* Task to complete
Can the data below be set down again exactly, line for line?

....

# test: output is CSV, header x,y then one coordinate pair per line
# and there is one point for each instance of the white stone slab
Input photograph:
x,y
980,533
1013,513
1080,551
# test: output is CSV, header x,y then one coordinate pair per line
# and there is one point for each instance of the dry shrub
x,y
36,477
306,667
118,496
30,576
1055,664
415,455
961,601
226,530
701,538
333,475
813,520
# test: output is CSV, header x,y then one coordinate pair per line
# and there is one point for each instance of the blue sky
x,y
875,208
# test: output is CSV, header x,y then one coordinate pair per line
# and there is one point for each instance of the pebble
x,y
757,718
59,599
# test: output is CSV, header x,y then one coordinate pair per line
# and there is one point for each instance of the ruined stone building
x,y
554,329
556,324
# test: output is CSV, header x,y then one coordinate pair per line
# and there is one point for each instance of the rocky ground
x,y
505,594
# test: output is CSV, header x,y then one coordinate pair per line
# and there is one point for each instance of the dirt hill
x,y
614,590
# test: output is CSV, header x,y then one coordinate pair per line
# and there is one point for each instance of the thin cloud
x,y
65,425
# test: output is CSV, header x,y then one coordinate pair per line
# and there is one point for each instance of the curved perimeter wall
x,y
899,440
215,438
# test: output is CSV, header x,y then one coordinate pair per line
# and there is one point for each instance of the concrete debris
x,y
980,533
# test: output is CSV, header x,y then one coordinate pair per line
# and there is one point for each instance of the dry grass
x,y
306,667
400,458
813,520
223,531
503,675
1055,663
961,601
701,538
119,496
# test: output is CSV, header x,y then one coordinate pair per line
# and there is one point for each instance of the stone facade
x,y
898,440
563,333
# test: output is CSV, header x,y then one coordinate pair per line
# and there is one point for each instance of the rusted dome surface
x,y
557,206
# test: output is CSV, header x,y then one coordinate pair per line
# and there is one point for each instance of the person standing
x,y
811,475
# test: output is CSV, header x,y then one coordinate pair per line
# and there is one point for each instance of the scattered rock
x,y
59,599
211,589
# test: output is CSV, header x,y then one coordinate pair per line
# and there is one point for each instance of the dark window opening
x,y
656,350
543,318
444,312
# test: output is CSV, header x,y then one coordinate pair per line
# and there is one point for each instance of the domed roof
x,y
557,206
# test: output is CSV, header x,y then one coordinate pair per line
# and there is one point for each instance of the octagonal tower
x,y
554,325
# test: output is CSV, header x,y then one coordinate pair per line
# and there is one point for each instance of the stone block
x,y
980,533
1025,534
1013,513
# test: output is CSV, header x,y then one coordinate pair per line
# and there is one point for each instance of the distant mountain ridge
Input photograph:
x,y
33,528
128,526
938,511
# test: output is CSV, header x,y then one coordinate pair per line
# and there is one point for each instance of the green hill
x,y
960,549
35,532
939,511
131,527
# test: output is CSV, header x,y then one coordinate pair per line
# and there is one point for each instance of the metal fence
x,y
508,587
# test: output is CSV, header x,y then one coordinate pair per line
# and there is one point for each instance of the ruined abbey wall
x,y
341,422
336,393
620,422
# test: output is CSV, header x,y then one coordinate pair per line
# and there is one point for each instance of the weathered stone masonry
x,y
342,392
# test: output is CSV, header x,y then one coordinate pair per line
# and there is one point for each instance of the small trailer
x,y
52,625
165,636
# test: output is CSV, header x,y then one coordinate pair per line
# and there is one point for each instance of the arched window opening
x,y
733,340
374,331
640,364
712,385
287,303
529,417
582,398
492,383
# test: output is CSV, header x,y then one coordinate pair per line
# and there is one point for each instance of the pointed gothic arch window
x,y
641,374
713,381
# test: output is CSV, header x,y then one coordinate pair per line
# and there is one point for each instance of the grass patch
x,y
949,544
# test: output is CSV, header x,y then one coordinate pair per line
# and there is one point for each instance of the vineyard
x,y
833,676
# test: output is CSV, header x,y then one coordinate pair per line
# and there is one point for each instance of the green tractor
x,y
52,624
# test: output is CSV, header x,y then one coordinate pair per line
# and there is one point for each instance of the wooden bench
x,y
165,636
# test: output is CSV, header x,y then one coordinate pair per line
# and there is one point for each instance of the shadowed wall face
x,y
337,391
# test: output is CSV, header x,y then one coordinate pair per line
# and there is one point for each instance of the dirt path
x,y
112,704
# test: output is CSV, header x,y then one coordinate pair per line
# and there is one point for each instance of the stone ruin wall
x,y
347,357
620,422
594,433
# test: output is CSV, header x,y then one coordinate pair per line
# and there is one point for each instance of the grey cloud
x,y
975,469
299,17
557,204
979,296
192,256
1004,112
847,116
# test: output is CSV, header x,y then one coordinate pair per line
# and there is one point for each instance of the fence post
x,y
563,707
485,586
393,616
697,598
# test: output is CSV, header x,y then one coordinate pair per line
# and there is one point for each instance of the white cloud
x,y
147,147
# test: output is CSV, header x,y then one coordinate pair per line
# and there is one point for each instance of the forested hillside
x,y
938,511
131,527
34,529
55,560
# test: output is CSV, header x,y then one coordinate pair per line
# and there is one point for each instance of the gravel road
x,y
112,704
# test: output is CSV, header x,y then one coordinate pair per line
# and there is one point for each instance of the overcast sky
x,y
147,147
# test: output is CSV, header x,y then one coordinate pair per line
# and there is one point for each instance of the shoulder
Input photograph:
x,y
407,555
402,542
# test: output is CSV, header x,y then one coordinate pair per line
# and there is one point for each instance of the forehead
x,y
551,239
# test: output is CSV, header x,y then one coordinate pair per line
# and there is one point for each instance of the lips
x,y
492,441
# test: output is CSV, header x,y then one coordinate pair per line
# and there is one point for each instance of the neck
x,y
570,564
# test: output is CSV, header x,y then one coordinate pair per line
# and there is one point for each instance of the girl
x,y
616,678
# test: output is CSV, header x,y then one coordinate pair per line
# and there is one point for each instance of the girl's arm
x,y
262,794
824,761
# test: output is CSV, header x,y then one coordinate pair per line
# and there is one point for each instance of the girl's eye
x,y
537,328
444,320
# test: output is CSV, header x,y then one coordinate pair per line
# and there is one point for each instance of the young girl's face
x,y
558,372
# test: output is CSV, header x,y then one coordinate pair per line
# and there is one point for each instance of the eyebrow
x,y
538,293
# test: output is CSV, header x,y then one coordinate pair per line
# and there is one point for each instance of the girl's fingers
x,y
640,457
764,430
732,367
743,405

....

* Task solution
# test: output is CSV, header x,y then one coordinate pair per line
# and there is one point for each instance of the white stone slab
Input photograph:
x,y
980,533
1013,513
1080,551
# test: output is CSV, header x,y then one coordinate pair per line
# and there is one point for each instance of the dry shrub
x,y
36,477
306,667
118,496
30,576
1055,664
415,455
961,601
226,530
701,538
333,475
813,520
# test: output is CSV, header x,y then one coordinate pair per line
# and there is one point for each instance of the blue sky
x,y
875,208
# test: output is CSV, header x,y then one coordinate pair per line
# and there is one point for each instance of the pebble
x,y
757,718
59,599
# test: output is CSV, header x,y then one coordinate pair per line
# and there is one point for each instance of the ruined stone building
x,y
554,329
556,324
# test: output is CSV, header x,y then one coordinate pair per line
# and there is one point for each instance of the rocky ground
x,y
505,594
# test: output is CSV, header x,y then one coordinate pair per line
# and there is one point for each instance of the dirt hill
x,y
614,590
# test: output is CSV, header x,y then one coordinate pair per line
# and there is one point for each instance of the thin cloud
x,y
65,425
# test: output is CSV, header x,y then one coordinate pair per line
# and there is one point for each instance of the curved perimeter wall
x,y
899,440
215,438
# test: output is CSV, header x,y then one coordinate pair per line
# and there is one point for each instance of the concrete debris
x,y
980,533
# test: output is CSV, header x,y then one coordinate pair per line
# and there is one point for each instance of the dry grass
x,y
306,667
400,458
813,520
223,531
503,675
1055,663
961,601
701,538
119,496
# test: output is CSV, header x,y then one coordinate pair per line
# and there is one point for each instance of the stone facade
x,y
898,440
563,333
# test: output is CSV, header x,y then one coordinate pair per line
# and there is one point for each instance of the rusted dome surface
x,y
557,206
# test: output is CSV, header x,y then one coordinate pair per line
# and there is one point for each instance of the person standing
x,y
811,475
# test: output is CSV, header x,y then one coordinate pair per line
# and there is one point for each instance of the scattered rock
x,y
59,599
211,589
# test: output is CSV, header x,y then one coordinate pair per line
# and there is one point for each instance of the dark window opening
x,y
656,350
543,318
444,312
# test: output is CSV, header x,y then one coordinate pair per line
# and there is one point for each instance of the domed roof
x,y
557,206
# test: output is CSV, header x,y then one coordinate pair per line
# and there is one point for each instance of the octagonal tower
x,y
554,325
# test: output is CSV, header x,y then one coordinate pair per line
# and there is one point for each instance of the stone block
x,y
980,533
1025,534
1013,513
# test: output is CSV, header x,y then one coordinate pair per line
# and there is one point for each instance of the distant mountain ridge
Input photograph:
x,y
33,528
128,526
938,511
# test: output is CSV, header x,y then one coordinate pair per line
# and there is one point for each instance of the green hill
x,y
960,549
35,532
939,511
131,527
# test: output is CSV, header x,y then one coordinate pair per line
# and there is one point for each instance of the metal fence
x,y
508,587
# test: output is CSV, header x,y then one coordinate pair per line
# and there is one point for each instance of the ruined abbey wall
x,y
341,422
336,393
620,422
# test: output is CSV, header x,y then one coordinate pair per line
# and there is one point for each instance of the weathered stone masonry
x,y
342,392
# test: output is CSV, header x,y then one coordinate pair per line
# and there is one point for each instance of the small trailer
x,y
52,625
165,636
# test: output is CSV, header x,y then one coordinate pair per line
# and there is one point for each instance of the arched window opening
x,y
733,340
374,331
640,364
712,385
287,303
529,417
582,398
492,383
# test: output is CSV, header x,y then one coordinate pair per line
# and there is one point for each instance of the pointed gothic arch window
x,y
641,374
713,381
# test: output is CSV, header x,y then one coordinate pair per line
# and there is one point for each instance of the grass patch
x,y
949,544
# test: output is CSV, header x,y then one coordinate pair per line
# and there is one point for each instance of the vineyard
x,y
833,676
# test: output is CSV, header x,y then one coordinate pair per line
# and there is one point for each instance of the green tractor
x,y
52,624
# test: output is CSV, header x,y then one coordinate pair per line
# and there is one point for each instance of the wooden bench
x,y
165,636
# test: output is CSV, header x,y then one coordinate pair per line
# and there is one point for each instance of the shadowed wall face
x,y
337,391
# test: output is CSV, header x,y then one coordinate pair per line
# and there is one point for each instance of the dirt path
x,y
112,704
# test: output is CSV, header x,y then one coordinate pair per line
# and there is one point for each instance of the stone ruin wall
x,y
347,357
620,422
594,433
# test: output is CSV, header x,y then one coordinate pair per line
# and there is one point for each instance of the grey cloud
x,y
975,469
299,17
557,204
979,296
192,256
1004,112
847,116
# test: output is CSV, header x,y then one coordinate pair per line
# and there is one point for each instance of the fence post
x,y
563,707
485,586
393,616
697,598
# test: output is CSV, header x,y then one coordinate pair per line
# and there is one point for each instance of the white cloud
x,y
147,147
# test: output is CSV, header x,y then one coordinate pair per line
# and there is one point for each instance of the forested hillside
x,y
938,511
131,527
34,529
55,560
# test: output is CSV, header x,y then one coordinate pair per line
# and there is one point for each instance of the gravel road
x,y
112,704
# test: output is CSV, header x,y then one coordinate pair per line
# and there is one point for each instance of the overcast sky
x,y
147,147
# test: output is CSV, header x,y then one coordinate pair per line
# and there is one point for each instance of the shoulder
Input photograph:
x,y
407,555
402,542
# test: output is CSV, header x,y then one coordinate pair per line
# and there is one point for each instance of the forehead
x,y
551,239
# test: output is CSV, header x,y then one coordinate pair per line
# and there is one point for each instance of the lips
x,y
492,441
# test: output is CSV, header x,y then one coordinate pair per line
# and there is one point for each instance of the neck
x,y
570,564
# test: output is CSV, header x,y then one coordinate pair per line
# and there is one point for each instance of the girl
x,y
616,678
# test: output is CSV, header x,y then one coordinate pair per line
# and there is one point for each instance of the girl's arm
x,y
262,794
824,761
# test: output is CSV, header x,y then one coordinate pair per line
# and there is one point for each instance of the girl's eye
x,y
537,328
444,320
# test: output is CSV, header x,y then one coordinate pair per line
# and there is one point for each instance of the young girl's face
x,y
558,372
# test: output is CSV, header x,y then one coordinate pair per line
# and there is one point for each instance of the eyebrow
x,y
538,293
# test: output is CSV, header x,y then one coordinate pair per line
# and there is one point for each instance of the girl's fingers
x,y
640,457
764,430
732,367
743,405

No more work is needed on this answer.